Segment Start: READING PASSAGE

NEW YORK - As guests go, in the megastar-driven dinner party that Broadway has become, Bradley Cooper makes for respectful, well-disciplined company. That he's not the exhilarating life of that party may be a function of the limits of his technique, but more likely, of the various constraints he's under in the tepid revival of "The Elephant Man" that had its official opening Sunday night at the Booth Theatre.

Cooper, who has established himself of late as a magnetic force in movies, via roles in "Silver Linings Playbook" and "American Hustle," is described as having long been devoted to Bernard Pomerance's 1979 play and the story of John Merrick, whose catastrophically disfiguring illness turned him into a sideshow sensation in Victorian London. The actor's singular affection for the role is the animating emotion on this evening, which otherwise unfolds the trials of Merrick and the moral anguish of a doctor-rescuer, played by Alessandro Nivola, with an extreme reverence that dries it out. The production bottles all the pulse-quickening energy of an afternoon in a library reference section.

The play, which on Broadway originally starred Philip Anglim as Merrick and later was revived with Billy Crudup, catalogs the abuses heaped on Merrick by a cruel carnival hustler (Anthony Heald) and later, the kindnesses conferred by a leading London actress (Patricia Clarkson), who enlists the city's swells in his cause and care. Pomerance reveals here the easy interchangeability of revulsion and empathy in the beholder's eye, and how both reactions say more about us and the world we live in than about the plight of the afflicted. The compassionate sophisticates, it seems, intuit no more about the essence of the man than do the gawkers. (Nivola has the most success conveying the contradictions.)

Segment End: READING PASSAGE

**REQUIREMENT**
For each statement, say whether the review of "The Elephant Man" agrees with it (yes or no), and quote the review's words that decide it. (a) The revival had its official opening at the Booth Theatre. (b) Bernard Pomerance's play dates from 1979. (c) Patricia Clarkson plays the carnival hustler. The listing after this point is separate material, unrelated to the review.

Segment Start: LISTED RECORDS

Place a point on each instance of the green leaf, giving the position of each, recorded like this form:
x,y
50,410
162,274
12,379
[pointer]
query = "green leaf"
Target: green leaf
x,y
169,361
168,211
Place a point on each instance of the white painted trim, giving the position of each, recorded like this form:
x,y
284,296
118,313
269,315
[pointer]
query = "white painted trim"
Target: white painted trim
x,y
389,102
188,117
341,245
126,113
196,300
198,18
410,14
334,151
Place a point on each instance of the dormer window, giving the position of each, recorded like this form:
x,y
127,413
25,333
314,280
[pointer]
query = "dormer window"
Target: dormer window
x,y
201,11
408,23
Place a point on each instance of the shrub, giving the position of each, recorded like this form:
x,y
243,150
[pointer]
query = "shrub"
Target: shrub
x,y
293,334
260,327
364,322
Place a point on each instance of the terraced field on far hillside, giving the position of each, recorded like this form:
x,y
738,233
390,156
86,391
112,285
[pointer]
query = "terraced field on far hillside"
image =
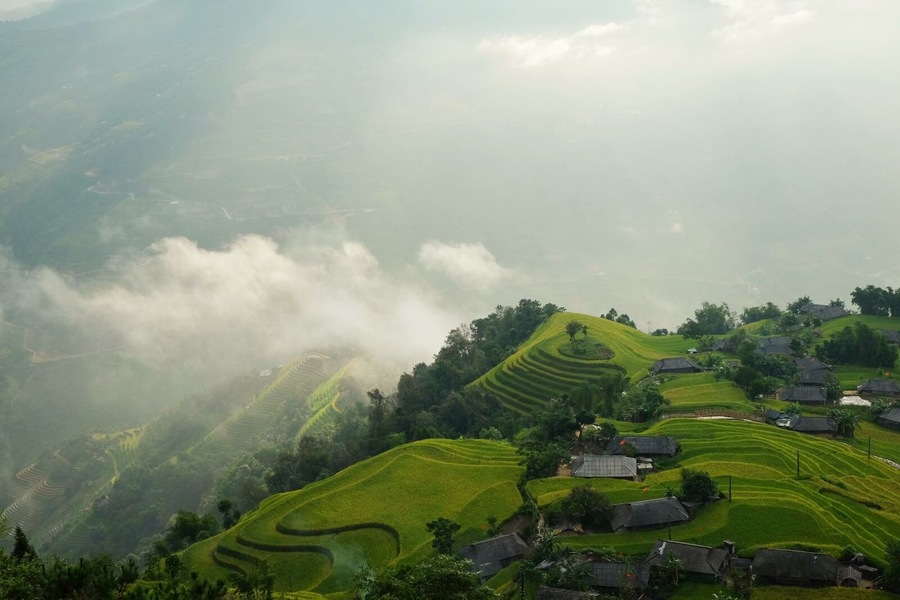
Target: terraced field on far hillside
x,y
538,371
374,512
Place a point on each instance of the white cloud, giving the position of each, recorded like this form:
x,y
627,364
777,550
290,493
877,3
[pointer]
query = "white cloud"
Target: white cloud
x,y
471,265
251,303
538,51
750,21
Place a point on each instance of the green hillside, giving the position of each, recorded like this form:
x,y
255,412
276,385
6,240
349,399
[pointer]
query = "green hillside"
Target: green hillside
x,y
374,513
539,370
840,498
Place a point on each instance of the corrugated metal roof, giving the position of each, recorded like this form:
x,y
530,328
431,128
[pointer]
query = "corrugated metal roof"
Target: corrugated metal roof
x,y
601,465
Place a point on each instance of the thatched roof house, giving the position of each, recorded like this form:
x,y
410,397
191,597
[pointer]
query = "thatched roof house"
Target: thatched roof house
x,y
879,387
647,514
699,560
889,418
545,593
803,395
824,312
811,363
494,554
644,445
678,364
794,567
615,576
601,465
813,425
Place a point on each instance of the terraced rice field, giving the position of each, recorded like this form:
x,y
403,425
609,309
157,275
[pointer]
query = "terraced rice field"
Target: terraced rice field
x,y
538,371
293,381
840,498
323,403
373,513
690,392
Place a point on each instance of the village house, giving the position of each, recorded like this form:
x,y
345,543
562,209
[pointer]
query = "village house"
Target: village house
x,y
889,418
776,345
701,561
651,446
794,567
602,465
647,514
545,593
892,336
822,426
823,312
675,365
492,555
879,387
611,577
803,395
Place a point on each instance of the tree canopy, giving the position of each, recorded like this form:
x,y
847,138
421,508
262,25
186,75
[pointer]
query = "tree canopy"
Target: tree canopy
x,y
709,319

Segment End: LISTED RECORDS

**ANSWER**
(a) Yes: "had its official opening Sunday night at the Booth Theatre"
(b) Yes: "Bernard Pomerance's 1979 play"
(c) No: "a cruel carnival hustler (Anthony Heald)"